Given request 1: Gather every line in the records below that contains the string "stair".

╭─ Source excerpt

Helpline calls are not immediately transferred to authorities so they can take action. Instead, they are funneled into a law firm closely tied to the Mormon Church. As it turns out, the same firm that created the Mormon Church’s abuse reporting system in 1995 now defends it in abuse-related lawsuits, including the one filed by Helen W.
Structurally, that law firm, Kirton McConkie, is independent of the Mormon Church. But for decades, the firm has served as its legal alter ego, its sword and shield in lawsuits, its policy adviser, and its legislative advocate.
The firm, which was founded by Church members, is located a few blocks away from the soaring Mormon Tabernacle in Salt Lake City. The Church is Kirton McConkie’s largest client and, along with sex abuse cases, it represents the church in business and other kinds of disputes. Today, the Mormon Church still bars women from serving as bishops. A recent survey found only four women among the nearly 100 partners in its Salt Lake City office.
Kirton McConkie and the Church of Latter-day Saints declined interview requests for this story. Officials of Kirton McConkie did not respond to written questions about the firm’s role in the helpline. In a written statement, an outside spokesman for the firm said it adheres “to standards that are consistent with the practices of law firms” and always advises “compliance with relevant laws.”
But several experts said they could not see any benefit for abuse victims in having defense lawyers screen calls about such incidents before authorities are alerted.

╰─
╭─ Material provided

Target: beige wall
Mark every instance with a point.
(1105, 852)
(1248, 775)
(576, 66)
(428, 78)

╰─
╭─ Material provided

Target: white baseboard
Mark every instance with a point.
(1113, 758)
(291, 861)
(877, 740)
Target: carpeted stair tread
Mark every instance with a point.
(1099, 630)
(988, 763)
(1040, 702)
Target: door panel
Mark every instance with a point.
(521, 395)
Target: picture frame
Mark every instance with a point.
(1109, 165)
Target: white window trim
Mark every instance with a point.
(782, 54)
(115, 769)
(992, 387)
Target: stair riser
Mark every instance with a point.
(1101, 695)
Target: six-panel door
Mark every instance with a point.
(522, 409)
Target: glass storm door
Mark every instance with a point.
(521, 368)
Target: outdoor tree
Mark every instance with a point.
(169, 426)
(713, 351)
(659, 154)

╰─

Given request 2: Reproduce the passage above about the Church abuse helpline and its law firm in full, word for word.

Expected output 1:
Target: carpeted stair tread
Target: stair riser

Expected output 2:
Helpline calls are not immediately transferred to authorities so they can take action. Instead, they are funneled into a law firm closely tied to the Mormon Church. As it turns out, the same firm that created the Mormon Church’s abuse reporting system in 1995 now defends it in abuse-related lawsuits, including the one filed by Helen W.
Structurally, that law firm, Kirton McConkie, is independent of the Mormon Church. But for decades, the firm has served as its legal alter ego, its sword and shield in lawsuits, its policy adviser, and its legislative advocate.
The firm, which was founded by Church members, is located a few blocks away from the soaring Mormon Tabernacle in Salt Lake City. The Church is Kirton McConkie’s largest client and, along with sex abuse cases, it represents the church in business and other kinds of disputes. Today, the Mormon Church still bars women from serving as bishops. A recent survey found only four women among the nearly 100 partners in its Salt Lake City office.
Kirton McConkie and the Church of Latter-day Saints declined interview requests for this story. Officials of Kirton McConkie did not respond to written questions about the firm’s role in the helpline. In a written statement, an outside spokesman for the firm said it adheres “to standards that are consistent with the practices of law firms” and always advises “compliance with relevant laws.”
But several experts said they could not see any benefit for abuse victims in having defense lawyers screen calls about such incidents before authorities are alerted.